[Selection start]

What is an S-Corporation?

An S-Corporation is a regular corporation with special privileges. It is considered a “regular” corporation, like a C-Corporation, but with a very important difference: An S-Corporation is a pass through entity for tax purposes. This means that profits pass through the company, and the S-Corp is not taxed as its own entity, avoiding the double taxation that a C-Corp is subject to. However, there are some cases that an S-Corp experiences income taxation at the corporate level, such as certain capital gains and passive income, but, for the most part, shareholders are taxed for their shares on their 1040s.

Realize, though, that even though you can retain profits for the S-Corp as operating capital, this can be a problem for shareholders. All profits are considered as though they have, in fact, been distributed amongst shareholders. If profits are retained by the S-Corp, this can result in a situation where shareholders are taxed on their share of the profits – even though they didn’t receive the income.

In order to be taxed as an S-Corp, you must notify the IRS within a certain amount of time. You must file a Form 2553 in order to qualify. Here are some of the other criteria of the S-Corp.:

  • Corporation must be domestic.
  • Limit of 100 shareholders. (Members of a family can be treated as one shareholder for the purposes of the IRS test.)
  • Shareholders can only be U.S. citizens, or resident aliens.
  • Shareholders are limited to individuals, estates, some exempt organizations and certain types of trust.
  • Shareholders must each consent to the S-Corp. election.
  • The corporation only issues one class of stock.

Banks and thrift institutions with some method of accounting for bad debts (Section 585) are ineligible to be S-Corps or convert to them. Other ineligible corporations include DISCs (domestic international sales corporation), insurance companies subject to IRS Code subchapter L, and corporations that use Section 936 to be treated as possessions corporations. There are also requirements associated with the tax year used to convert to an S-Corp.

[Selection end]
[Data lines start]

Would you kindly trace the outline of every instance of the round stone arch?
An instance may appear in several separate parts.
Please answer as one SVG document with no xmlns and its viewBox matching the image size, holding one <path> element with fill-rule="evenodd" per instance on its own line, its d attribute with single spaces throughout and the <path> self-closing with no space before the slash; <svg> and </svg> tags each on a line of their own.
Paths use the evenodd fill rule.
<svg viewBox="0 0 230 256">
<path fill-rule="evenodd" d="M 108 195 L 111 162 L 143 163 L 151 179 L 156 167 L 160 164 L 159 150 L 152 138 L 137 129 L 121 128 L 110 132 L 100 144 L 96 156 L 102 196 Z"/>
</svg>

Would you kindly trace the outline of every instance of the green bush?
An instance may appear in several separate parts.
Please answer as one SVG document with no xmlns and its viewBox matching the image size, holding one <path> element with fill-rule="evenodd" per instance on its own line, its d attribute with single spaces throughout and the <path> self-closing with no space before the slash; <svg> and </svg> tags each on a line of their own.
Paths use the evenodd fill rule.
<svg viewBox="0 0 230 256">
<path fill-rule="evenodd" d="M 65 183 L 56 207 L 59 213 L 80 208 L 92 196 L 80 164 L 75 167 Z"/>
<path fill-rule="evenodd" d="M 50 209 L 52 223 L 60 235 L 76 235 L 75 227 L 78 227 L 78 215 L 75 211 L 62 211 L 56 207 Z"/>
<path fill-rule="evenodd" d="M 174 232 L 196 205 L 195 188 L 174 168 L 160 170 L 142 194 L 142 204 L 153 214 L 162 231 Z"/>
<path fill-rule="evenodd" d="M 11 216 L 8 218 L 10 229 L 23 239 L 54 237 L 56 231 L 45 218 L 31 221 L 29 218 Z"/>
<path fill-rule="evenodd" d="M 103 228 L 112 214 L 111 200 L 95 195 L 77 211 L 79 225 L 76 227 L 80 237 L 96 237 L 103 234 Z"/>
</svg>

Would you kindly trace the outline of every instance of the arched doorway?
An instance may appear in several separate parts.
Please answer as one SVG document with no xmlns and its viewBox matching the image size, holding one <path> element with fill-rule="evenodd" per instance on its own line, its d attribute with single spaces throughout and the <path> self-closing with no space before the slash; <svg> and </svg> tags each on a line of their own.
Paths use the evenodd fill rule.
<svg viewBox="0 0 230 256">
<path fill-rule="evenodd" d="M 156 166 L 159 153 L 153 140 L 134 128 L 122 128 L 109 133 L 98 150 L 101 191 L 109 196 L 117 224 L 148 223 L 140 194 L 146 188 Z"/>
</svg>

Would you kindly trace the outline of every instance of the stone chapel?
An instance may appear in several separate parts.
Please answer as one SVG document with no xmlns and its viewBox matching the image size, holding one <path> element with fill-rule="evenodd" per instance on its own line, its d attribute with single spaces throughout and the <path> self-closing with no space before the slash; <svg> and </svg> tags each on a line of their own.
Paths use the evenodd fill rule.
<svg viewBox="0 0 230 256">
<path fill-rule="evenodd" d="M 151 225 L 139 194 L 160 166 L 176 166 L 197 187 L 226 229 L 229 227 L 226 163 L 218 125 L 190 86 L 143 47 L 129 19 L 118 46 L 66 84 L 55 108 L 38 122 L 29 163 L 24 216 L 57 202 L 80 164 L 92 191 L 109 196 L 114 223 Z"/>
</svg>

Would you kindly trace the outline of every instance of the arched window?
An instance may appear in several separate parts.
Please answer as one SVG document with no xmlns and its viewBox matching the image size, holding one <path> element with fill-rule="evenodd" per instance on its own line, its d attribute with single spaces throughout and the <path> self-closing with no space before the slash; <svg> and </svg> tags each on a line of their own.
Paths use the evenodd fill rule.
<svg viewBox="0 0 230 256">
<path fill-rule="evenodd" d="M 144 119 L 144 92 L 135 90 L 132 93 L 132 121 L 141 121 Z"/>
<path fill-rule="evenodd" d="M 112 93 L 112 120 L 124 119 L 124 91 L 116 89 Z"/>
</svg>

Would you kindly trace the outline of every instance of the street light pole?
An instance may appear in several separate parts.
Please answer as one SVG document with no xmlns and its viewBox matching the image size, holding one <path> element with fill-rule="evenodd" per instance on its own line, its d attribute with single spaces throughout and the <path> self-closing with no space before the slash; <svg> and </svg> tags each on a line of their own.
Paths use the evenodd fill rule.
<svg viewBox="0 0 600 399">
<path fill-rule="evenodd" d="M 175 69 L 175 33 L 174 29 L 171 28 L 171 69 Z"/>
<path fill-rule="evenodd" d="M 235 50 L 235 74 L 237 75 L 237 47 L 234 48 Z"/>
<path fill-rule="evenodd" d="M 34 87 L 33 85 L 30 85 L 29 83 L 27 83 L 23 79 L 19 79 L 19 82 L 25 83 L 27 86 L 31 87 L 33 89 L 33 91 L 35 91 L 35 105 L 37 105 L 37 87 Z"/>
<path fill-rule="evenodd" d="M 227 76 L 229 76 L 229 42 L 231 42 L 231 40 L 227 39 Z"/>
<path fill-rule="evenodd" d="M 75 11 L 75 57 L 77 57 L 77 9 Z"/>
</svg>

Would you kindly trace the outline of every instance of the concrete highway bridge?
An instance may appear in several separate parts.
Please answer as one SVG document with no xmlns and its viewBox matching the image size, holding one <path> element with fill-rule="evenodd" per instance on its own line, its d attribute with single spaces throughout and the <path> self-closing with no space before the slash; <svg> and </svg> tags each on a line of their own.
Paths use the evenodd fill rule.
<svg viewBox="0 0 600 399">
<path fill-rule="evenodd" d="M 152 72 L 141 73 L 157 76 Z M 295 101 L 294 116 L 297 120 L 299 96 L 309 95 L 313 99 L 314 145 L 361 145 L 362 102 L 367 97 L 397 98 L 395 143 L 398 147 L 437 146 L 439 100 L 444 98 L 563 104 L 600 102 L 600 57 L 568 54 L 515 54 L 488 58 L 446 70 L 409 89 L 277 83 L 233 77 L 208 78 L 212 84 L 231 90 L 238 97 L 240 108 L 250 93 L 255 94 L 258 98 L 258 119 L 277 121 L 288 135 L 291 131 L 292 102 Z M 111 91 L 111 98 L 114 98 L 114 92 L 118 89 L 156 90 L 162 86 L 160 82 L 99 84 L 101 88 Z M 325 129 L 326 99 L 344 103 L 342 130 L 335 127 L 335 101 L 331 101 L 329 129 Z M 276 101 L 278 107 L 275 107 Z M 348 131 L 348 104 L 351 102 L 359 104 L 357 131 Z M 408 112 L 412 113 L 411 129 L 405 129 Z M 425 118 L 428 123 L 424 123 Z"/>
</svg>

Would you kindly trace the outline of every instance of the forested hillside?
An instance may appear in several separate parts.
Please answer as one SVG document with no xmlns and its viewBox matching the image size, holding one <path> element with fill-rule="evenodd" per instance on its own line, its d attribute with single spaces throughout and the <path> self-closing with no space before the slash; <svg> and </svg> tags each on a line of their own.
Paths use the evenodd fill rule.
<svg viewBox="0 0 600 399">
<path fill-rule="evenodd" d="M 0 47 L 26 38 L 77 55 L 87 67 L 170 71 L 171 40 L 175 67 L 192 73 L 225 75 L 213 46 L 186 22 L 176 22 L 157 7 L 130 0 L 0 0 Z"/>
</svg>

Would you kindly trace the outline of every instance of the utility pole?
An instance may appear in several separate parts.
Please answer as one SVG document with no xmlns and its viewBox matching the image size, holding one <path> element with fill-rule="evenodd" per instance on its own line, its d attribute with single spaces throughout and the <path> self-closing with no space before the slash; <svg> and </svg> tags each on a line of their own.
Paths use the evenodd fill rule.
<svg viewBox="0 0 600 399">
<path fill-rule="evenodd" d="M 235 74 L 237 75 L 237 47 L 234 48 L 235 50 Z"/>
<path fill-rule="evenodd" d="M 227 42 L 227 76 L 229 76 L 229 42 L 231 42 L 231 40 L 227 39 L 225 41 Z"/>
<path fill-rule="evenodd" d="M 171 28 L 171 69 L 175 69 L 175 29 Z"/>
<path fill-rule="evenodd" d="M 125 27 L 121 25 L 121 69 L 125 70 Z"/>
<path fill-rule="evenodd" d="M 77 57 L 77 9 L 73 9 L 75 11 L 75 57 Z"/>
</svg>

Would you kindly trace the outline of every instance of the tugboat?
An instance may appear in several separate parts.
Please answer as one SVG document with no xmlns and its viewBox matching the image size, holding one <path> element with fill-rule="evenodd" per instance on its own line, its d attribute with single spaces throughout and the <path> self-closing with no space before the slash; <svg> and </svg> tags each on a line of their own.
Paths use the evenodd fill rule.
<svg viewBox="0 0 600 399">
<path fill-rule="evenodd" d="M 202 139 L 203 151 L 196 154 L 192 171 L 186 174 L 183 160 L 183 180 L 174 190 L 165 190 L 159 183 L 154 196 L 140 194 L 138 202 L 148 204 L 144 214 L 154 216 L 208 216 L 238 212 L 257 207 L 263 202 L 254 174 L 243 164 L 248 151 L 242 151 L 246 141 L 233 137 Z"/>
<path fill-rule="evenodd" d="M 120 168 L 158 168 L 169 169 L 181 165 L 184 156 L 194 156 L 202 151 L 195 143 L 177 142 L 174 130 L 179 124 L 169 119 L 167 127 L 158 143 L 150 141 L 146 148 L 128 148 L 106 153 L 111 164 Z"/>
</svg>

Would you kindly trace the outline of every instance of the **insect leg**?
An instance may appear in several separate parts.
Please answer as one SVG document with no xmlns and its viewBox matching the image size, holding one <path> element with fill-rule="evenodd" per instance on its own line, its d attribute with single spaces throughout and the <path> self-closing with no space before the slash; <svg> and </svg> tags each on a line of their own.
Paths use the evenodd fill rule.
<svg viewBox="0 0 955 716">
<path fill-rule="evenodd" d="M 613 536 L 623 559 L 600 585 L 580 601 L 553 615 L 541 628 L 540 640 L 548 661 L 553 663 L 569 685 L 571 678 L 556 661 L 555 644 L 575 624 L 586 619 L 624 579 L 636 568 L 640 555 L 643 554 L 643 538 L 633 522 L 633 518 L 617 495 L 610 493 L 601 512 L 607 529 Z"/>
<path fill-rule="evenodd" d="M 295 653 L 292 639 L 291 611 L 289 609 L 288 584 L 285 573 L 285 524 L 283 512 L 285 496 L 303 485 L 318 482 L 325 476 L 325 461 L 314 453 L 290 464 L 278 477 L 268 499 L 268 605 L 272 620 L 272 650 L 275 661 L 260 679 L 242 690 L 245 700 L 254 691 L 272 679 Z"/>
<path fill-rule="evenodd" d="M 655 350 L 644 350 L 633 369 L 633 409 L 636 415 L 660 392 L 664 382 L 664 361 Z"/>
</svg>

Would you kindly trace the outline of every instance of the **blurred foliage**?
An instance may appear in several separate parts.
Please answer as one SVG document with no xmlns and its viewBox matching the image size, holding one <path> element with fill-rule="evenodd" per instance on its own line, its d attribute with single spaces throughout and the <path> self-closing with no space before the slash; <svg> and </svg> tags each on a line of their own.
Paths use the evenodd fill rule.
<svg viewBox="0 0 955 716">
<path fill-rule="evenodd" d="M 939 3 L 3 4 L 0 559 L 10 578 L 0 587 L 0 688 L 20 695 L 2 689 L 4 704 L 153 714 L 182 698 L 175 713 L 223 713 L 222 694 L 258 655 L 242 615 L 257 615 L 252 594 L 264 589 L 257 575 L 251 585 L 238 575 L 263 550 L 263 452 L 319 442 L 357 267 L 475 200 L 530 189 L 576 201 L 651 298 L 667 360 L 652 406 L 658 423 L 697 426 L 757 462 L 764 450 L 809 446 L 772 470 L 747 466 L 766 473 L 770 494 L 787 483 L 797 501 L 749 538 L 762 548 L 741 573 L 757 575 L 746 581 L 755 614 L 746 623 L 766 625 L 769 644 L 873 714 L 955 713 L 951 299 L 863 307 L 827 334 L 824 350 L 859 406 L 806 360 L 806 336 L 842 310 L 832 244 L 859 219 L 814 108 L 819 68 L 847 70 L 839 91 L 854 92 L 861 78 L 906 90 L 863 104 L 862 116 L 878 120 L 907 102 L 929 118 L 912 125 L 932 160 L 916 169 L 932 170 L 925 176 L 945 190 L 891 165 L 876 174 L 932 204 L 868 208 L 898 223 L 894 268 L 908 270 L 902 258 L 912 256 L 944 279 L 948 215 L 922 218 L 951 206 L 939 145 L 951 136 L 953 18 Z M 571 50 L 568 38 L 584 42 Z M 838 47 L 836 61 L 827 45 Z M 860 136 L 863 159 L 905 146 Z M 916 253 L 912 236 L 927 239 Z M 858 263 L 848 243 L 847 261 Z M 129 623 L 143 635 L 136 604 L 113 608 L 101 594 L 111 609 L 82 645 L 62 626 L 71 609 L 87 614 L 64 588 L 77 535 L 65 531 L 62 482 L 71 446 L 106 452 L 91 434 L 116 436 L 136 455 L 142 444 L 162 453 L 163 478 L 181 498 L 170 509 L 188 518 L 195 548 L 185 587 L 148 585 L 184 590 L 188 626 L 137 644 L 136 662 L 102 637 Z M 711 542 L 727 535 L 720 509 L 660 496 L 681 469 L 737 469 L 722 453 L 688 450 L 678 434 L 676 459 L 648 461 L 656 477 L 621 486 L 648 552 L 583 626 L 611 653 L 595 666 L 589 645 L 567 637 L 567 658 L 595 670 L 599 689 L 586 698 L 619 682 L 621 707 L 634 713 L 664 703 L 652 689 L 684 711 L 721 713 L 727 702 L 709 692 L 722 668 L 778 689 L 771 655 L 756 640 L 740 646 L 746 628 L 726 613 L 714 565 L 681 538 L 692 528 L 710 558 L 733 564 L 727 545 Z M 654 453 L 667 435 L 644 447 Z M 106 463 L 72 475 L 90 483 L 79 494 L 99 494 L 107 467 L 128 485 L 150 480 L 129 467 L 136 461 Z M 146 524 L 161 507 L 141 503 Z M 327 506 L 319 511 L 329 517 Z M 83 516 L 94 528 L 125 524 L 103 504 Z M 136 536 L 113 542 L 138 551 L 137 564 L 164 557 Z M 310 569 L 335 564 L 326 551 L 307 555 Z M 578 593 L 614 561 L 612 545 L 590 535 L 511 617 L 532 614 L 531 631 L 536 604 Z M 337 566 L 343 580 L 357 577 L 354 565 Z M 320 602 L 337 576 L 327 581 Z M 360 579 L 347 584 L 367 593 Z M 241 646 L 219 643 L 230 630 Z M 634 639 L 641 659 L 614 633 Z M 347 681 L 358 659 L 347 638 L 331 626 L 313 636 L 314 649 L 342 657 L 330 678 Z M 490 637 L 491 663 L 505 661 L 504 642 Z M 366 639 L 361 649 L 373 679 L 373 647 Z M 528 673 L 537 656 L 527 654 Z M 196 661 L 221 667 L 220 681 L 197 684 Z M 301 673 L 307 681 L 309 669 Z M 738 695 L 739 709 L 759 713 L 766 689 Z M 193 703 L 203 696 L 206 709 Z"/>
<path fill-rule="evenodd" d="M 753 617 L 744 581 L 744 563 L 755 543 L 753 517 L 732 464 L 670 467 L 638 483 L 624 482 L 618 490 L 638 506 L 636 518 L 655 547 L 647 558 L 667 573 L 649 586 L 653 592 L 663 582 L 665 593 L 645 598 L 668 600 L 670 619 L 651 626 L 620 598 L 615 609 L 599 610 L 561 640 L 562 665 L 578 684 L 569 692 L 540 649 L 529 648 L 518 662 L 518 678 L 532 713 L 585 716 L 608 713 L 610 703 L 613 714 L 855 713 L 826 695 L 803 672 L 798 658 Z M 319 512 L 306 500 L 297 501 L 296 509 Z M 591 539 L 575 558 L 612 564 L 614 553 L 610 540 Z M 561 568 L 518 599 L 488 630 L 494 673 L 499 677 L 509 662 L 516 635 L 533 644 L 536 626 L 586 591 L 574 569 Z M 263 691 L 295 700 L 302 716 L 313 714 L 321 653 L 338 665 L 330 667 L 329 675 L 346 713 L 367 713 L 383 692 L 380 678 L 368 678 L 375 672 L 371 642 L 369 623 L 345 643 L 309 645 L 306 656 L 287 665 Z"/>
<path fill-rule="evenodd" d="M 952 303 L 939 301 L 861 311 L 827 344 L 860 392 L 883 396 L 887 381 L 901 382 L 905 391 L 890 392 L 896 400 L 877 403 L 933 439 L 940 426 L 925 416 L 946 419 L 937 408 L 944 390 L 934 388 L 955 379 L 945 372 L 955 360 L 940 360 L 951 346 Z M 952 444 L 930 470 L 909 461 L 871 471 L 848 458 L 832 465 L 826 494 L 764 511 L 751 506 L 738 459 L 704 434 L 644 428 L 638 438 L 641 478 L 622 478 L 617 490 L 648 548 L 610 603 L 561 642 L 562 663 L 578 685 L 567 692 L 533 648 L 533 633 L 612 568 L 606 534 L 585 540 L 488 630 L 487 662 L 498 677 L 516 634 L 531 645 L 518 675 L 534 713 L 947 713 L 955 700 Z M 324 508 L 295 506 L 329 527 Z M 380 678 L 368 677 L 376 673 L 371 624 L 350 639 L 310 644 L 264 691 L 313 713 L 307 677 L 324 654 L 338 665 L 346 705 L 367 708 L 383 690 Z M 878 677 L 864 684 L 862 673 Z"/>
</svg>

[Data lines end]

• [Tasks for this exercise]
(a) Answer these questions using the S-Corporation text above:
(i) Which form must be filed to qualify for S-Corp taxation?
(ii) What is the maximum number of shareholders an S-Corp may have?
(iii) Under which subchapter of the IRS Code are the ineligible insurance companies?
(b) Quote the S-Corporation text above between "Realize, though, that" and "the IRS test.)", inclusive.

• [Solutions in order]
(a)
(i) Form 2553
(ii) 100
(iii) Subchapter L

(b)
Realize, though, that even though you can retain profits for the S-Corp as operating capital, this can be a problem for shareholders. All profits are considered as though they have, in fact, been distributed amongst shareholders. If profits are retained by the S-Corp, this can result in a situation where shareholders are taxed on their share of the profits – even though they didn’t receive the income.

In order to be taxed as an S-Corp, you must notify the IRS within a certain amount of time. You must file a Form 2553 in order to qualify. Here are some of the other criteria of the S-Corp.:

  • Corporation must be domestic.
  • Limit of 100 shareholders. (Members of a family can be treated as one shareholder for the purposes of the IRS test.)